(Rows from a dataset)
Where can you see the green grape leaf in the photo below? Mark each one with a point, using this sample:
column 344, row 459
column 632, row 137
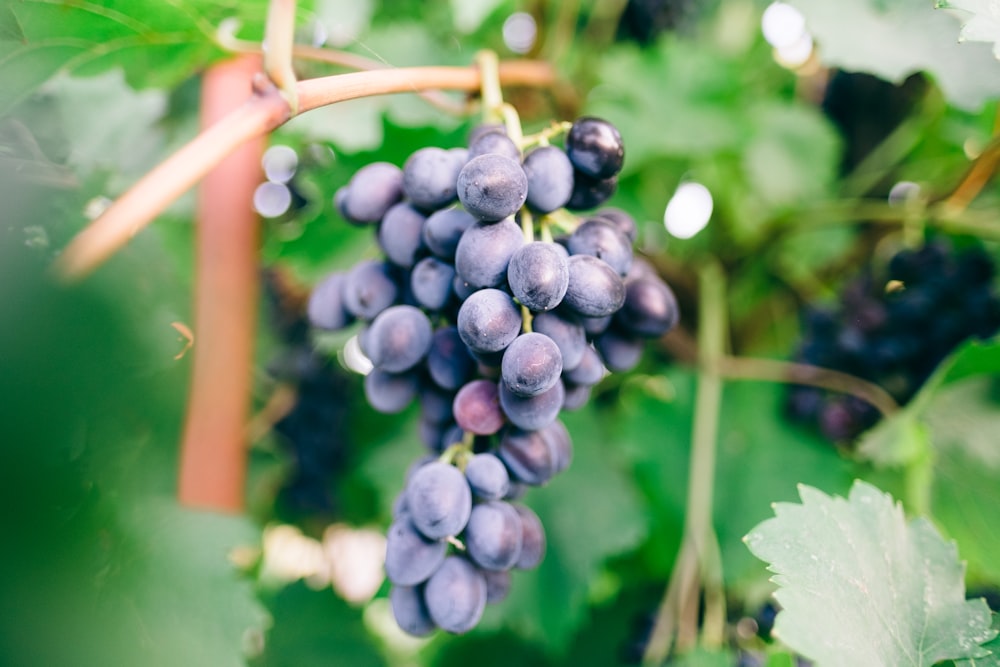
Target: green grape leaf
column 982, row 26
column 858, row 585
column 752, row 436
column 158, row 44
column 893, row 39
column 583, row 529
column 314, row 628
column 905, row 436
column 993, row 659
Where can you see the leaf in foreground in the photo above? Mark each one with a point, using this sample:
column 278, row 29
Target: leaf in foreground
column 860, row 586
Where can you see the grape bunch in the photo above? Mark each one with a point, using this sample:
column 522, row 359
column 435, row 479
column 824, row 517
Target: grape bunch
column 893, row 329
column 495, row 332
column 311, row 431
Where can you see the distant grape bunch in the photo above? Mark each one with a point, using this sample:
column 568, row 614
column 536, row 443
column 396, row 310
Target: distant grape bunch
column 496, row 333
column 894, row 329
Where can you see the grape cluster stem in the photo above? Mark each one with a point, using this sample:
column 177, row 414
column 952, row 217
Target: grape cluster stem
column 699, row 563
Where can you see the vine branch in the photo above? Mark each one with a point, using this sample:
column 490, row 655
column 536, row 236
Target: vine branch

■ **Task brief**
Write out every line of the entries above as a JSON list of strings, one string per line, skipping blank lines. Leave the pictures out.

■ **Task response**
[
  "Where can you see the green grape leaf in the photo below? Mark each one with a point, using this sample:",
  "column 344, row 459",
  "column 632, row 137",
  "Target: green grape leaf",
  "column 982, row 26",
  "column 858, row 585",
  "column 752, row 436",
  "column 158, row 44",
  "column 893, row 39",
  "column 583, row 529",
  "column 314, row 628",
  "column 905, row 436",
  "column 993, row 659",
  "Where can you see the leaf in foreground in the photo above? Mark each one with a point, using this sample:",
  "column 278, row 29",
  "Target: leaf in foreground",
  "column 860, row 586",
  "Where can you see the grape bunch in the photo above? Mark each one with a point, using this sample:",
  "column 522, row 359",
  "column 435, row 479",
  "column 824, row 517",
  "Target: grape bunch",
  "column 893, row 329",
  "column 495, row 332",
  "column 311, row 431",
  "Where can you see the distant grape bunch in the photo above? Mark each one with a point, using this sample:",
  "column 568, row 614",
  "column 536, row 443",
  "column 396, row 310",
  "Target: distant grape bunch",
  "column 496, row 333",
  "column 894, row 329",
  "Where can you see the grape cluster stem in the photo above? Mark each one with a point, using this sample:",
  "column 177, row 414",
  "column 952, row 217",
  "Target: grape cluster stem",
  "column 699, row 563",
  "Where can you see the vine branch in the photo above? Mark each one with a point, using this sample:",
  "column 490, row 655",
  "column 536, row 236",
  "Target: vine branch"
]